Point labeling examples
● ● ● ● ●

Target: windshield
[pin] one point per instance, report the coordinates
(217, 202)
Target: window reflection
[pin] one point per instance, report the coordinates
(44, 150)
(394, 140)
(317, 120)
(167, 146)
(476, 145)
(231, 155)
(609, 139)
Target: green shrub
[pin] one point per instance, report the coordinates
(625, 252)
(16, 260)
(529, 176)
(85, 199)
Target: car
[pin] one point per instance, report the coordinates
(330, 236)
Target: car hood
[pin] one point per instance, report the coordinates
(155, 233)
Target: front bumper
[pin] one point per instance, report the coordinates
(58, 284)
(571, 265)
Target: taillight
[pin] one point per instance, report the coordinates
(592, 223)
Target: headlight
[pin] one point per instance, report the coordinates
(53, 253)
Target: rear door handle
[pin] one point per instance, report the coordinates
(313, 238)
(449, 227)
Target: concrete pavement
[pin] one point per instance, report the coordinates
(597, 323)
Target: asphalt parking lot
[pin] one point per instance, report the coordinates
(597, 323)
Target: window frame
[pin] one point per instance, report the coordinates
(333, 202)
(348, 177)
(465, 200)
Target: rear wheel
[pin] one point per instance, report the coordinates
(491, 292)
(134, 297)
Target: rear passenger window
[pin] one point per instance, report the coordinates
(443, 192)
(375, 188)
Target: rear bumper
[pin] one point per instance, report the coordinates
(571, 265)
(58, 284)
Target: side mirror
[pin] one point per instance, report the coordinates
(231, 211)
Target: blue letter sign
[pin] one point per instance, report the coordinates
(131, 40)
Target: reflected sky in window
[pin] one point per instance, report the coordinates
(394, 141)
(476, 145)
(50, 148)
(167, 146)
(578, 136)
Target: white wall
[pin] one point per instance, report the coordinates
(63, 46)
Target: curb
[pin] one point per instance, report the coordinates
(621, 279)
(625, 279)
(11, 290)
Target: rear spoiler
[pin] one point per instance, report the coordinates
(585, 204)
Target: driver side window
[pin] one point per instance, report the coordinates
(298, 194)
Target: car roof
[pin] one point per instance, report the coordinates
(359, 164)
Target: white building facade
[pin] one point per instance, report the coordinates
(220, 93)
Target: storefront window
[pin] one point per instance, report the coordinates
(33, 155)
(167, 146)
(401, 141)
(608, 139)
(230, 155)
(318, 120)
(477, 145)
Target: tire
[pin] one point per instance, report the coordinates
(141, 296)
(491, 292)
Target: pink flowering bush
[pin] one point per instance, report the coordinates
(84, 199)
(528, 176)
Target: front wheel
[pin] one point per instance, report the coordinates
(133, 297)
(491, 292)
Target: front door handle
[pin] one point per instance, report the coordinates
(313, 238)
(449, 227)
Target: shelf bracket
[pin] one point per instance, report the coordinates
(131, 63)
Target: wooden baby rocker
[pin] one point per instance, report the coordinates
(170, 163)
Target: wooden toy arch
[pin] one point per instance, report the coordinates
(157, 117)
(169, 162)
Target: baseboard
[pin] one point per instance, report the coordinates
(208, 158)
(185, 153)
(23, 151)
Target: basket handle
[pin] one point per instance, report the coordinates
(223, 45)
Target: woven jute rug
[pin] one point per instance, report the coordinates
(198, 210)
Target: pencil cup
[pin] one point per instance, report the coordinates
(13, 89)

● ● ● ● ●

Copy out all the entries shown above, character for character.

#### RESULT OF THE EXERCISE:
Target: windshield
[pin] one point per instance, report the coordinates
(217, 202)
Target: window reflection
[pin] one point per instance, report the coordinates
(44, 150)
(394, 140)
(317, 120)
(167, 146)
(476, 145)
(231, 155)
(609, 139)
Target: green shrub
[pin] one point per instance, report the coordinates
(625, 252)
(16, 260)
(529, 176)
(85, 199)
Target: car
[pin] one point per instance, report the coordinates
(330, 236)
Target: car hood
[pin] one point per instance, report the coordinates
(155, 233)
Target: front bumper
[pin] one point per instance, report the coordinates
(58, 284)
(571, 265)
Target: taillight
[pin] one point per instance, report the coordinates
(592, 223)
Target: headlight
[pin] one point per instance, report the coordinates
(53, 253)
Target: rear door handle
[pin] one point per instance, report the coordinates
(313, 238)
(449, 227)
Target: concrete pavement
[pin] one point per instance, report the coordinates
(597, 323)
Target: asphalt parking lot
[pin] one point per instance, report the coordinates
(597, 323)
Target: window frame
[pin] one point per instance, report the coordinates
(333, 202)
(348, 177)
(465, 200)
Target: rear wheel
[pin] one point per instance, report the coordinates
(491, 292)
(134, 297)
Target: rear passenger window
[pin] one point per instance, report the coordinates
(443, 192)
(375, 188)
Target: rear bumper
[pin] one point per instance, report the coordinates
(571, 265)
(58, 284)
Target: side mirror
[pin] one point per instance, report the coordinates
(231, 211)
Target: blue letter sign
[pin] one point per instance, report the coordinates
(131, 40)
Target: reflected sky in window
[pin] one point per instance, report the coordinates
(394, 141)
(476, 145)
(50, 148)
(167, 146)
(578, 136)
Target: white wall
[pin] one point per instance, report the coordinates
(63, 46)
Target: curb
[pin] one point per instance, report the coordinates
(621, 279)
(625, 279)
(11, 290)
Target: rear spoiler
[pin] one point per instance, report the coordinates
(585, 204)
Target: driver side window
[pin] one point per instance, report the coordinates
(298, 194)
Target: car roof
[pin] one point per instance, report the coordinates
(359, 164)
Target: white building facade
[pin] one point per instance, report the coordinates
(220, 93)
Target: storefront window
[pin] one point per instance, report the coordinates
(33, 155)
(167, 146)
(401, 141)
(608, 139)
(230, 155)
(318, 120)
(477, 145)
Target: tire
[pin] one point per instance, report the coordinates
(141, 296)
(491, 292)
Target: pink flowering bush
[pin] one point per instance, report the coordinates
(84, 199)
(528, 176)
Target: front wheel
[pin] one point per instance, report the coordinates
(133, 297)
(491, 292)
Target: front door handle
[pin] one point per instance, report the coordinates
(313, 238)
(449, 227)
Target: shelf bracket
[pin] one point per instance, report the coordinates
(131, 63)
Target: wooden baby rocker
[pin] one point per instance, report the coordinates
(170, 163)
Target: wooden toy arch
[pin] one point per instance, report the coordinates
(157, 117)
(169, 162)
Target: baseboard
[pin] one point per instance, report the coordinates
(208, 158)
(185, 153)
(23, 151)
Target: basket handle
[pin] one point per instance, report the coordinates
(223, 45)
Target: woven jute rug
[pin] one point per instance, report the coordinates
(198, 210)
Target: pencil cup
[pin] one point per instance, report the coordinates
(13, 89)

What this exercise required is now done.